## Start Selected extract

-1

I'm working on a CUDA matrix multiplication, but I did some modifications to observe how they affect performances.

I want to observe the behavior and performances of a matrix multiplication kernel, making some changes. I'm measuring the changes in GPU events time, I'm testing it in two speicific different conditions:

  • I have an amount of matrices (say matN) for A, B and C, then I transfer (H2D) one matrix for A, one for B and multply them, to transfer back (D2H) one C;

  • I have matN for A, B and C, but I transfer >1(say chunk) matrices for A and for B, I compute exactly chunk multiplications, and transfer back chunk result matrices C.

In the first case (chunk = 1) all works as expected, but in the second case (chunk > 1) I get some of Cs are correct, while others are not.

But if I put a cudaDeviceSynchronize() after the cudaMemcpyAsync, I get correct results.

Here's the code doing what I've just described:


/**** main.cpp ****/

    int chunk = matN/iters;    
    #ifdef LOWPAR
        GRIDx= 1;
        GRIDy= 1;
        label="LOW";
    #else
       int sizeX = M;
       int sizeY = N;
       GRIDx = ceil((sizeX)/BLOCK);
       GRIDy = ceil((sizeY)/BLOCK);
       label="";
    #endif

    const int bytesA = M*K*sizeof(float);
    const int bytesB = K*N*sizeof(float);
    const int bytesC = M*N*sizeof(float);

    //device mem allocation
    float *Ad, *Bd, *Cd;
    gpuErrchk( cudaMalloc((void **)&Ad, bytesA*chunk) );
    gpuErrchk( cudaMalloc((void **)&Bd, bytesB*chunk) );
    gpuErrchk( cudaMalloc((void **)&Cd, bytesC*chunk) );
    //host pinned mem allocation
    float *A, *B, *C;
    gpuErrchk( cudaMallocHost((void **)&A, bytesA*matN) );
    gpuErrchk( cudaMallocHost((void **)&B, bytesB*matN) );
    gpuErrchk( cudaMallocHost((void **)&C, bytesC*matN) );

    //host data init
    for(int i=0; i<matN; ++i){
        randomMatrix(M, K, A+(i*M*K));
        randomMatrix(K, N, B+(i*K*N));
    } 

    //event start
    createAndStartEvent(&startEvent, &stopEvent);

    if (square)
    {          
        label += "SQUARE";
        int size = N*N;
        for (int i = 0; i < iters; ++i) { 
            int j = i%nStream;            
            int idx = i*size*chunk;
            newSquareMatMulKer(A+idx, B+idx, C+idx, Ad, Bd, Cd, N, chunk, stream[j]); 
        }
    }
    else {
        ...

## End Selected extract
## Start Extracted entries

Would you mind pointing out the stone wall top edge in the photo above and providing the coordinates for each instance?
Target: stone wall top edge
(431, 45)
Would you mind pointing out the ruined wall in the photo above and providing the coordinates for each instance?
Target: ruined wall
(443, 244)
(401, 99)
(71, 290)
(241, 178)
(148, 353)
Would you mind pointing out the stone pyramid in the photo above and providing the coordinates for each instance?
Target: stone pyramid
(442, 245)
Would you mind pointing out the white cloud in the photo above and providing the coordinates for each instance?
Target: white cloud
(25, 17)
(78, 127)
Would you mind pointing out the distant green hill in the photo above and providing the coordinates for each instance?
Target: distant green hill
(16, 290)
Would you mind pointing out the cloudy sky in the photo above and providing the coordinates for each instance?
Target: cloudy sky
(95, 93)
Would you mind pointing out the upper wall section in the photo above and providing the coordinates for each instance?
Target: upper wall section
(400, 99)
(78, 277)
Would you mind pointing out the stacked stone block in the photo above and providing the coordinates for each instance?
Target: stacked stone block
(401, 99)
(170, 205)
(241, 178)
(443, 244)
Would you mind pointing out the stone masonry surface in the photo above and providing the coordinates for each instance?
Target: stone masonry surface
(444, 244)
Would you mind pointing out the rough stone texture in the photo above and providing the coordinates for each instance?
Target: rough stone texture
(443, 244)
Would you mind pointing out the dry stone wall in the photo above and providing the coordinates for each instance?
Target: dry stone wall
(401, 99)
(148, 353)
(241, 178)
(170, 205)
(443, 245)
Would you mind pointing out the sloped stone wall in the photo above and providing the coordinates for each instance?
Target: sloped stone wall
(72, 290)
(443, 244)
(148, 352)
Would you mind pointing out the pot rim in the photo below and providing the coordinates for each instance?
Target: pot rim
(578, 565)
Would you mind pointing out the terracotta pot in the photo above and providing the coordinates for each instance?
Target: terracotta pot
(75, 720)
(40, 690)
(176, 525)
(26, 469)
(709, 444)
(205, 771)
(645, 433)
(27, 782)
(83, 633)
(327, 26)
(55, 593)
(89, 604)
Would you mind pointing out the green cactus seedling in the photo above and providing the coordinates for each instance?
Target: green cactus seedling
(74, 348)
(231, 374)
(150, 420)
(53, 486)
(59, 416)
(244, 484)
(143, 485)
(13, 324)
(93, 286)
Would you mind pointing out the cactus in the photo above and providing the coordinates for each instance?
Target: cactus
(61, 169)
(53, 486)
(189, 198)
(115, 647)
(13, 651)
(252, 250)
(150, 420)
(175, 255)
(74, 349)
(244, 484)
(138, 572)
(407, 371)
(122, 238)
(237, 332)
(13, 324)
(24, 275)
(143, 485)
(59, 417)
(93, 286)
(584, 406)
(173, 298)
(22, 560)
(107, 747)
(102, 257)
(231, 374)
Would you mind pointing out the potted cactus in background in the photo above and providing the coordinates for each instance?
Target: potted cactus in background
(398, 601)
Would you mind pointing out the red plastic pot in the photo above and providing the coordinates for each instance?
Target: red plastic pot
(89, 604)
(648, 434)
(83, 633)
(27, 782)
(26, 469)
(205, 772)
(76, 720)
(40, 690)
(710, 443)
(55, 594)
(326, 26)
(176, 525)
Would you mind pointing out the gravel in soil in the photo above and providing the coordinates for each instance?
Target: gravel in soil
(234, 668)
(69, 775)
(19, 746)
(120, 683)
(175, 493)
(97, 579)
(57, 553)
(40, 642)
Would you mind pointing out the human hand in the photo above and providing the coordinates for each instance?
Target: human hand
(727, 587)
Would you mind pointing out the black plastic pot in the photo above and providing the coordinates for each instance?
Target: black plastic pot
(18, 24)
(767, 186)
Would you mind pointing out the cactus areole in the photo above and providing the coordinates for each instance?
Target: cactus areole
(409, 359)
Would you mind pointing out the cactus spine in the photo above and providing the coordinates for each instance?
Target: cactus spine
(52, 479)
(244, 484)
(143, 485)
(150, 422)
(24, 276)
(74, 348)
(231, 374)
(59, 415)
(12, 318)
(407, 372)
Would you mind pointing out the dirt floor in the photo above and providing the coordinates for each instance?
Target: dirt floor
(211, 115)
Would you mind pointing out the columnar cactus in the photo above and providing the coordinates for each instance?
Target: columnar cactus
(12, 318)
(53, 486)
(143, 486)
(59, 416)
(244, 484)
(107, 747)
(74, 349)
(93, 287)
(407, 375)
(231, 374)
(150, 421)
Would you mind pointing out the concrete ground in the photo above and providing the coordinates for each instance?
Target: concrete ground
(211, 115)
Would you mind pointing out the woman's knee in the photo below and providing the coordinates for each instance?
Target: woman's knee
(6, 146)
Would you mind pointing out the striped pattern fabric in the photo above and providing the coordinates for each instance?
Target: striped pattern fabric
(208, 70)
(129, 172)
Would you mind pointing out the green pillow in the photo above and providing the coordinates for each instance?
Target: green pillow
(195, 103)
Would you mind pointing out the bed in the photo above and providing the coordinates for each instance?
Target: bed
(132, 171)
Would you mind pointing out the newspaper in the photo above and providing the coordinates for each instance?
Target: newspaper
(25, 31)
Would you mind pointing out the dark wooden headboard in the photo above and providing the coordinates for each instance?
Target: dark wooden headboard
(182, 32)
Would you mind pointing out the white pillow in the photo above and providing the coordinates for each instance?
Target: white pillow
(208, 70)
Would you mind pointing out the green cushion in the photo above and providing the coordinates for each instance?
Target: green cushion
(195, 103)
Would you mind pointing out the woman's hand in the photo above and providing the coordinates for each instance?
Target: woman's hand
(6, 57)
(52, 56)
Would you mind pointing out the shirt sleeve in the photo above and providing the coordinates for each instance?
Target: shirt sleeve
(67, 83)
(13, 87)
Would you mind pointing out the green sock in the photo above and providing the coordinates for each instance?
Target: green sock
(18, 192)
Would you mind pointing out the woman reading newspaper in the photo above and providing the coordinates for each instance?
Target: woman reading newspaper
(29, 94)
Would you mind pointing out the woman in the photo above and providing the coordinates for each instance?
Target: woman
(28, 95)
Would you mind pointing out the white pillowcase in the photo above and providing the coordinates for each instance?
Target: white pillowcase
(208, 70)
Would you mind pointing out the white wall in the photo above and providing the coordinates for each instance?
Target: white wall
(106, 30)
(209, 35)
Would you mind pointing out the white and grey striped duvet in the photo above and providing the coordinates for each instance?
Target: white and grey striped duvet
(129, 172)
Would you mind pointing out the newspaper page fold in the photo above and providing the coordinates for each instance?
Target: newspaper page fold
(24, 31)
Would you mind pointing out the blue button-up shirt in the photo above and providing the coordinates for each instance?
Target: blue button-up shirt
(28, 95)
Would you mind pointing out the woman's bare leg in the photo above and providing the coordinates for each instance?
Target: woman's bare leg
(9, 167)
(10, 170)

## End Extracted entries

» **Objectives**
a) Answer these from the CUDA matrix multiplication post:
(i) What call, placed after cudaMemcpyAsync, gives correct results?
(ii) What value is GRIDx given when LOWPAR is defined?
(iii) What expression is chunk set to?
b) Recast part of the records as a Markdown table with columns Row and Line, one line of the records per row, and leave out blank lines. Start at the line containing "Would you mind pointing out the white wall" and end at the last line of the records.
The records are unrelated to the text.

» **Set of answers**
a)
(i) cudaDeviceSynchronize()
(ii) 1
(iii) matN/iters

b)
| Row | Line |
|---|---|
| 1 | Would you mind pointing out the white wall in the photo above and providing the coordinates for each instance? |
| 2 | Target: white wall |
| 3 | (106, 30) |
| 4 | (209, 35) |
| 5 | Would you mind pointing out the white and grey striped duvet in the photo above and providing the coordinates for each instance? |
| 6 | Target: white and grey striped duvet |
| 7 | (129, 172) |
| 8 | Would you mind pointing out the newspaper page fold in the photo above and providing the coordinates for each instance? |
| 9 | Target: newspaper page fold |
| 10 | (24, 31) |
| 11 | Would you mind pointing out the blue button-up shirt in the photo above and providing the coordinates for each instance? |
| 12 | Target: blue button-up shirt |
| 13 | (28, 95) |
| 14 | Would you mind pointing out the woman's bare leg in the photo above and providing the coordinates for each instance? |
| 15 | Target: woman's bare leg |
| 16 | (9, 167) |
| 17 | (10, 170) |